TUGAS ANDA:
• a. Tuliskan kembali kutipan tentang Muhammad Iqbal, seluruhnya mulai dari "Selain sebagai pemikir, ideolog, politisi, pengacara, Muhammad" hingga "sekali catatan pemikiran.".
• b. Menurut kutipan tentang Muhammad Iqbal, di mana bedah buku "Rekonstruksi Pemikiran Religius dalam Islam" berlangsung?

KUTIPAN SUMBER:
========================================================================

Dr. Sir Allamah Muhammad Iqbal sebagai penulis buku “Rekonstruksi Pemikiran Religius dalam Islam” menduduki posisi yang krusial dan fenomenal dalam perkembangan Islam di dunia modern. Apalagi dalam konteks atributnya sebagai filosof Muslim abad 20, ia menjadi sesuatu yang sangat langka dalam konteks Islam Modern.
Selain sebagai pemikir, ideolog, politisi, pengacara, Muhammad Iqbal adalah seorang penyair. Ia merupakan legenda yang tak akan pernah habis dibicarakan, dan dari karya-karyanya ia telah meninggalkan banyak sekali catatan pemikiran.
“Menyitir pendapat A. Mukti Ali, sosok Muhammad Iqbal memang fenomenal. Lebih dari siapa pun, Iqbal telah merekonstruksi sebuah bangunan filsafat Islam yang dapat menjadi bekal individu-individu Muslim dalam mengantisipasi peradaban Barat yang materialistik ataupun tradisi Timur yang fatalistik,” ujar Syarif Hidayatullah, M.Ag., M.A., di Auditorium Notonegoro, Fakultas Filsafat UGM, Rabu (9/11) saat berlangsung bedah buku “Rekonstruksi Pemikiran Religius dalam Islam” karya Dr. Sir Allamah Muhammad Iqbal.
Dalam pandangan Syarif Hidayatullah, jika diterapkan maka konsep-konsep filosofis Iqbal memiliki implikasi-implikasi kemanusiaan dan sosial yang luas. Karena itu menjadi hal yang wajar, bila kemudian banyak karya-karya Muhammad Iqbal, puisi dan prosa, diterjemahkan ke dalam berbagai bahasa dunia, tak terkecuali bahasa Indonesia.

========================================================================

DATA ENTRI:
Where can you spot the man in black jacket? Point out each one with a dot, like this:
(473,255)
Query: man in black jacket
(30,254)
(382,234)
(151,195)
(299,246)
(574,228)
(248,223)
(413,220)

========================================================================

KUNCI JAWABAN:
• a.
Selain sebagai pemikir, ideolog, politisi, pengacara, Muhammad Iqbal adalah seorang penyair. Ia merupakan legenda yang tak akan pernah habis dibicarakan, dan dari karya-karyanya ia telah meninggalkan banyak sekali catatan pemikiran.

• b. Di Auditorium Notonegoro, Fakultas Filsafat UGM.